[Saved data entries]
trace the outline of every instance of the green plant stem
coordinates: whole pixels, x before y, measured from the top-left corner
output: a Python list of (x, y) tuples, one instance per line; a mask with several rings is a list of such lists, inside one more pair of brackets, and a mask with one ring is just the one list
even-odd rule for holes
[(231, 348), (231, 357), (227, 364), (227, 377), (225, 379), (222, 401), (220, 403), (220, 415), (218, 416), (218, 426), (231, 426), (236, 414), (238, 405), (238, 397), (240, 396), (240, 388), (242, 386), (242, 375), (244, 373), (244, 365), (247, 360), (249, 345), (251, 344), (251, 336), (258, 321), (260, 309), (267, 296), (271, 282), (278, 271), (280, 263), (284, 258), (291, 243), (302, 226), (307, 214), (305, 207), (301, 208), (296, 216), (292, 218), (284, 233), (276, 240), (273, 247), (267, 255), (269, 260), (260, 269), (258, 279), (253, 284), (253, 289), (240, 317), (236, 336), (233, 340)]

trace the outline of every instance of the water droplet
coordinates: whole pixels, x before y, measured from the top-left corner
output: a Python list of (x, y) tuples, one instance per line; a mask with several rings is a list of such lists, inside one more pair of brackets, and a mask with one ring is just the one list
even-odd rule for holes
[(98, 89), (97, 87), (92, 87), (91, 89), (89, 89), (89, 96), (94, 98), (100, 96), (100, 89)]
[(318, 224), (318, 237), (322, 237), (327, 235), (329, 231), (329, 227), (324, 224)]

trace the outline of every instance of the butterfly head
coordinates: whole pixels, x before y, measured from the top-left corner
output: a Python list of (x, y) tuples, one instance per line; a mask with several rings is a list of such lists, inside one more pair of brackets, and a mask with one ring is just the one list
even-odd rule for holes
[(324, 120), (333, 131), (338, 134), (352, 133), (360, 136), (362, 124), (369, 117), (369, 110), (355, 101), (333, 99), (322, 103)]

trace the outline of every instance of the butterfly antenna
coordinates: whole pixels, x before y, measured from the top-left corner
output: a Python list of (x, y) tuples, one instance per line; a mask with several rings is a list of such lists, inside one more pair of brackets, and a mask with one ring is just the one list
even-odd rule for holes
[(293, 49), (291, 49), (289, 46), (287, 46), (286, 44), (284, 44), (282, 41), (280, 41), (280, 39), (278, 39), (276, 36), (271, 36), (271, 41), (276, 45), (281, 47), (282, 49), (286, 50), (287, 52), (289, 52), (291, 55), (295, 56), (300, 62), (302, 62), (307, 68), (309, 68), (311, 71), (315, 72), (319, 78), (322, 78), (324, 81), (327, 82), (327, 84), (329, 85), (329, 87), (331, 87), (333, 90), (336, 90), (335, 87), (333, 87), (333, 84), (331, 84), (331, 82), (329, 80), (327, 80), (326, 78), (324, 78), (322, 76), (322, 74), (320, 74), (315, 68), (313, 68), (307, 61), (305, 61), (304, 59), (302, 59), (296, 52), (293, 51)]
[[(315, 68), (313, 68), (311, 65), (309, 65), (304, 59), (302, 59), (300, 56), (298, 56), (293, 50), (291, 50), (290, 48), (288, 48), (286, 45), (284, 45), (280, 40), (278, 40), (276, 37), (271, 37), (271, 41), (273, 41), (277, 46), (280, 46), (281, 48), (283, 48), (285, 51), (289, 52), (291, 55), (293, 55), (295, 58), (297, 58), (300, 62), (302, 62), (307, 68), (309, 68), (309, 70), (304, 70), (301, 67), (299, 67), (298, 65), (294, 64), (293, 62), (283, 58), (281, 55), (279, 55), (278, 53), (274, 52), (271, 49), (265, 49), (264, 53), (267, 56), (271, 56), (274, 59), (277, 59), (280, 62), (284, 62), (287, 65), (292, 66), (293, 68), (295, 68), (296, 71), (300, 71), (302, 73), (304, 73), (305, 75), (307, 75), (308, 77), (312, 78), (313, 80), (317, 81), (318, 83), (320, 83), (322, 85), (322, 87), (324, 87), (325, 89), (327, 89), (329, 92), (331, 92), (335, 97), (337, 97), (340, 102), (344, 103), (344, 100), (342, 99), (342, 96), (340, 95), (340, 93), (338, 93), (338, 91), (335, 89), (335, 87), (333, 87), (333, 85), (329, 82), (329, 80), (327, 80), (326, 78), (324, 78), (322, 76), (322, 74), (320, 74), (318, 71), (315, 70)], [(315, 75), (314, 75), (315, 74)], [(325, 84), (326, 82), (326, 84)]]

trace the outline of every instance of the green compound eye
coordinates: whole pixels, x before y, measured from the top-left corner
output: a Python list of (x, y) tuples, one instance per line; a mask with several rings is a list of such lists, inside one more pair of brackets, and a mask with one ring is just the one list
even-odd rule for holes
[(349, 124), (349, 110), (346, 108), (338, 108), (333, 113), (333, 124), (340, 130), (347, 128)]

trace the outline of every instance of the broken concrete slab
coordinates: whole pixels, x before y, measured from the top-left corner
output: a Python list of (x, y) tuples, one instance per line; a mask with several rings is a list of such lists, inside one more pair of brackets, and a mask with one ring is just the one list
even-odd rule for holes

# What is required
Your task is to return each line of the data above that contains the string "outline".

# Answer for this exercise
trace the outline of every instance of the green plant stem
trace the outline of every instance of the water droplet
trace the outline of every instance of the butterfly head
trace the outline of every instance of the butterfly antenna
trace the outline of every instance of the green compound eye
trace the outline of every instance of the broken concrete slab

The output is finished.